== SOURCE MATERIAL ==
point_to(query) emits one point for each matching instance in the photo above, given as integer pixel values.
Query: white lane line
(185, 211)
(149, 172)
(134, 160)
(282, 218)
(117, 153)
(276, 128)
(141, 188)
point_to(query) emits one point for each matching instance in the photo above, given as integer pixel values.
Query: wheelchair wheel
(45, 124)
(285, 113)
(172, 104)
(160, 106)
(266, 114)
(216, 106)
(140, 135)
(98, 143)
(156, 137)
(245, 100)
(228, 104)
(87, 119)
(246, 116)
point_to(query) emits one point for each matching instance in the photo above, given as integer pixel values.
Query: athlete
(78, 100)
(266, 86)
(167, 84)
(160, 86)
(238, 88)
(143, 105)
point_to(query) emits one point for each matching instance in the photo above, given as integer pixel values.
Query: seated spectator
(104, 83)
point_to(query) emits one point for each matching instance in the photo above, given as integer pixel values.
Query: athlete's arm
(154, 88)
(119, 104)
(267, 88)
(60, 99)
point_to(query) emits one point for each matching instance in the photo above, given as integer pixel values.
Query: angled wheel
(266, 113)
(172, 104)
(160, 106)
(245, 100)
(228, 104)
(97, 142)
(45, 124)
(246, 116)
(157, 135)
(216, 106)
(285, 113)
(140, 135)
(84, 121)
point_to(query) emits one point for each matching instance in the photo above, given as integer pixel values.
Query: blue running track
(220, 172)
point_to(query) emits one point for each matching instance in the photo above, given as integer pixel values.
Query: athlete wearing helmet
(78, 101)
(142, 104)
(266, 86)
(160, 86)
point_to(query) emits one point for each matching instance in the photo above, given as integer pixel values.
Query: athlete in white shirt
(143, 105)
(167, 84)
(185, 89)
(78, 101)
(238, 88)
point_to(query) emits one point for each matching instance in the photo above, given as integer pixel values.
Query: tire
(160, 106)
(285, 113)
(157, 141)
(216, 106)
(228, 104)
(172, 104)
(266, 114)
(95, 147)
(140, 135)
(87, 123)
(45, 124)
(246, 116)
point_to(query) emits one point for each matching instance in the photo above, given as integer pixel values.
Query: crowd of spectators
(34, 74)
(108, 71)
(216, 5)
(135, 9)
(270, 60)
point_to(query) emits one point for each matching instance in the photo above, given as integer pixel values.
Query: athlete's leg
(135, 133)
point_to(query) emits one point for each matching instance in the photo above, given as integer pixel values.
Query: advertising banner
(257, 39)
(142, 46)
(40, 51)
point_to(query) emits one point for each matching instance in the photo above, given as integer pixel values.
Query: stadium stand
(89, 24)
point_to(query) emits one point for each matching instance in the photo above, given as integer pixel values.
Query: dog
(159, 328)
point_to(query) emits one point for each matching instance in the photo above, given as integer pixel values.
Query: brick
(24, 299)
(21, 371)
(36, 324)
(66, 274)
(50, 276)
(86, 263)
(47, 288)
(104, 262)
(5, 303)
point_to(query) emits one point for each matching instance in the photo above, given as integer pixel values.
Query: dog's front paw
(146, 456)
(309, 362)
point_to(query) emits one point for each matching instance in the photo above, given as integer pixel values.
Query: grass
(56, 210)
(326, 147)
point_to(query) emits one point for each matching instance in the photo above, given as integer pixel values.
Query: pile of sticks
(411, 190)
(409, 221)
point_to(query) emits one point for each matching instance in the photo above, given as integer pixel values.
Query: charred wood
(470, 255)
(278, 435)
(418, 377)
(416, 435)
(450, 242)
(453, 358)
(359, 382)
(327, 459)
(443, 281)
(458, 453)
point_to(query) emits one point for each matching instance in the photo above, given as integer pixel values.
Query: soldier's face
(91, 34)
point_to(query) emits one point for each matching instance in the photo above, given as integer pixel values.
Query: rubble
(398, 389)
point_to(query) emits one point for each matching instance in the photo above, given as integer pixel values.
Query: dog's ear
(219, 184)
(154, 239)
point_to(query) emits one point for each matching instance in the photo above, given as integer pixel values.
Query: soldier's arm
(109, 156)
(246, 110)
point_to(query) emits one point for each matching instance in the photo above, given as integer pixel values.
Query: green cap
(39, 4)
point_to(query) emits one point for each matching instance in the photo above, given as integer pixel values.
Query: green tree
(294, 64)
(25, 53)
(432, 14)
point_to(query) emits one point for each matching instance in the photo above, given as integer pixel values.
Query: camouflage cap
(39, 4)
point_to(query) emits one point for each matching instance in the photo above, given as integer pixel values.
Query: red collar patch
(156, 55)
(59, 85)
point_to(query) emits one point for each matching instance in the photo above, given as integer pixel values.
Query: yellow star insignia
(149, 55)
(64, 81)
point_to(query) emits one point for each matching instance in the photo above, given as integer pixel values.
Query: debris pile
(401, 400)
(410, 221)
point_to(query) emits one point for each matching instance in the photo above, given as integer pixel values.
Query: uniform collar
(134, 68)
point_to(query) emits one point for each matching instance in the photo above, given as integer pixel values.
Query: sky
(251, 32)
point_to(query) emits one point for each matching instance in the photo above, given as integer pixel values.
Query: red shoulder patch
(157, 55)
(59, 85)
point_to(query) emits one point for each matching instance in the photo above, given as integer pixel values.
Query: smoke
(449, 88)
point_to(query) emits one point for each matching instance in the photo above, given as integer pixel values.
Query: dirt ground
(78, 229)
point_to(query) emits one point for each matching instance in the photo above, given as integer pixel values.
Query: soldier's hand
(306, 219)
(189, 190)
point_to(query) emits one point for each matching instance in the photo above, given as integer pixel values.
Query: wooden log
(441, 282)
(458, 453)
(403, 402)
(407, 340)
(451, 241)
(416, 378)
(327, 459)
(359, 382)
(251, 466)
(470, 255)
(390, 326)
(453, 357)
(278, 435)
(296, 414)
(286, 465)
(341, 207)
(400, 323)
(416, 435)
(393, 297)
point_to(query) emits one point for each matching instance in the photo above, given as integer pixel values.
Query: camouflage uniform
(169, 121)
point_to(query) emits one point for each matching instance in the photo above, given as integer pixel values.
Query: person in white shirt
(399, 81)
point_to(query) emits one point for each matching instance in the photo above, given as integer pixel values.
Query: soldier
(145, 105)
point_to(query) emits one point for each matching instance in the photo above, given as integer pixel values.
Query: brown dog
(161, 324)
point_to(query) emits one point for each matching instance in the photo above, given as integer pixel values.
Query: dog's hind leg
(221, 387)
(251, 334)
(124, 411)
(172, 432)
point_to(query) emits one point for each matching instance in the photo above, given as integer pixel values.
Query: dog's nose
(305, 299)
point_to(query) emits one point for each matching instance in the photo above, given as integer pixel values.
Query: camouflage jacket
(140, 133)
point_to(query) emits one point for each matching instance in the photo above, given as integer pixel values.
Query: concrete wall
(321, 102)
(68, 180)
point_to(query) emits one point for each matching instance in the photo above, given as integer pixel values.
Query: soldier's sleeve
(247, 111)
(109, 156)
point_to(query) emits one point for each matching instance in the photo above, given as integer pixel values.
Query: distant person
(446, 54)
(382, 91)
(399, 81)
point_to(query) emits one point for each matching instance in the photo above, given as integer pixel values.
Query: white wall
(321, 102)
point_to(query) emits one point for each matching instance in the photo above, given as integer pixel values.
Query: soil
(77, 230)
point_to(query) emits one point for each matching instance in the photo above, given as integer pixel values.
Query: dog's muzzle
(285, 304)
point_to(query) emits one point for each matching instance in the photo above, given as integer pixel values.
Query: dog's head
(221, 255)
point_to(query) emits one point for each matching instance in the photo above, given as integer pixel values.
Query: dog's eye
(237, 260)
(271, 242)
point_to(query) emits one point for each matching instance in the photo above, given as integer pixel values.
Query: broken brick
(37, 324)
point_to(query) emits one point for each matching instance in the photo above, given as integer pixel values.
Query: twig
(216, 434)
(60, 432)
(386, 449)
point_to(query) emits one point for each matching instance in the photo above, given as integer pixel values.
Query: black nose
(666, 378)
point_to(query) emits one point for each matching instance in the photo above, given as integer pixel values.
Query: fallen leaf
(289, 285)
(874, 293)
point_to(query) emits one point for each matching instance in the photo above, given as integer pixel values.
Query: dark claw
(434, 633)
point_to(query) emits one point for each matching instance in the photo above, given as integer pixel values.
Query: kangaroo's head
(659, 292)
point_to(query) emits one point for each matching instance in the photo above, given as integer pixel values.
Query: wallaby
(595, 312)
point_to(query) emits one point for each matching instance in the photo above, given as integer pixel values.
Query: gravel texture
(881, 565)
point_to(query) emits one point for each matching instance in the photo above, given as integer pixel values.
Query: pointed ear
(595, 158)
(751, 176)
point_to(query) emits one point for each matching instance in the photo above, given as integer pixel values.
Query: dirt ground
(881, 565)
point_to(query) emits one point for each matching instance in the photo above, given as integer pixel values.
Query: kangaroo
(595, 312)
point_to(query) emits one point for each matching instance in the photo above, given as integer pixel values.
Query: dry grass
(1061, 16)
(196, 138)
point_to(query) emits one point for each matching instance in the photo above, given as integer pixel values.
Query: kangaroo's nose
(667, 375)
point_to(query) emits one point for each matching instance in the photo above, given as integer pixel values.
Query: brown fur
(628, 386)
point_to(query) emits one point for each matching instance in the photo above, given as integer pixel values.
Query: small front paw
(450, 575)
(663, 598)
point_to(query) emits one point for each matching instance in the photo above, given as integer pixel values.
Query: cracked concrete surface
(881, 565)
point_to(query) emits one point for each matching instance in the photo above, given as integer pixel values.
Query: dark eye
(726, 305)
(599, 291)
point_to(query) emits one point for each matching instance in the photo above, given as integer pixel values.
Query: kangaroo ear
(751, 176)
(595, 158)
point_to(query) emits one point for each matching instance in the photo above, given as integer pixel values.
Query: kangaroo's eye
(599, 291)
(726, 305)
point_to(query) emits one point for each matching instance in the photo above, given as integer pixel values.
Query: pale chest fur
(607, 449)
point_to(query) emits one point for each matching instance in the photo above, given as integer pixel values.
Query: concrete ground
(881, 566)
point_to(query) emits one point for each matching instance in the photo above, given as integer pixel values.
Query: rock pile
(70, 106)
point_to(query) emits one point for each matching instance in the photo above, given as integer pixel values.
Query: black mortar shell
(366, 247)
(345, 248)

== WORK TO COMPLETE ==
The line containing "Query: rock pile" marks where to begin; copy it and every later line exactly, through the end of the data.

== EXERCISE RESPONSE ==
Query: rock pile
(70, 106)
point_to(query) emits one point for each matching instance in the photo above, given as integer pixel values.
Query: black mortar shell
(366, 247)
(345, 248)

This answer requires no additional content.